For this exercise, reproduce the records exactly as they stand and do not carry any images over.

───── Records shown ─────

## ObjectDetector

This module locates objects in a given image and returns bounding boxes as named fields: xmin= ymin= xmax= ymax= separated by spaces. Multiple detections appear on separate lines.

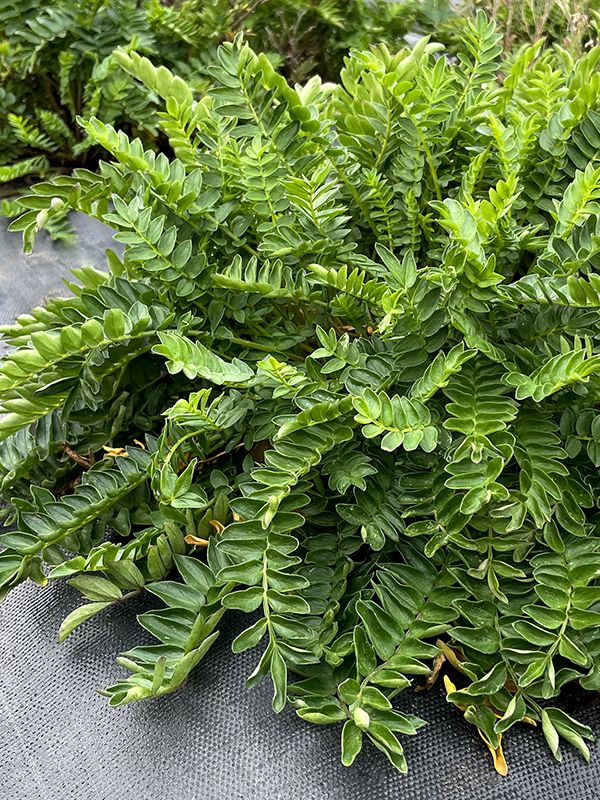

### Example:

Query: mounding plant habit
xmin=3 ymin=15 xmax=600 ymax=775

─────

## Response
## ObjectDetector

This module locates objects in a given image and returns bounding boxes as named fields: xmin= ymin= xmax= ymax= separated by spaces. Multiple detections appear on separate lines.


### Example:

Query: mounding plant habit
xmin=3 ymin=15 xmax=600 ymax=775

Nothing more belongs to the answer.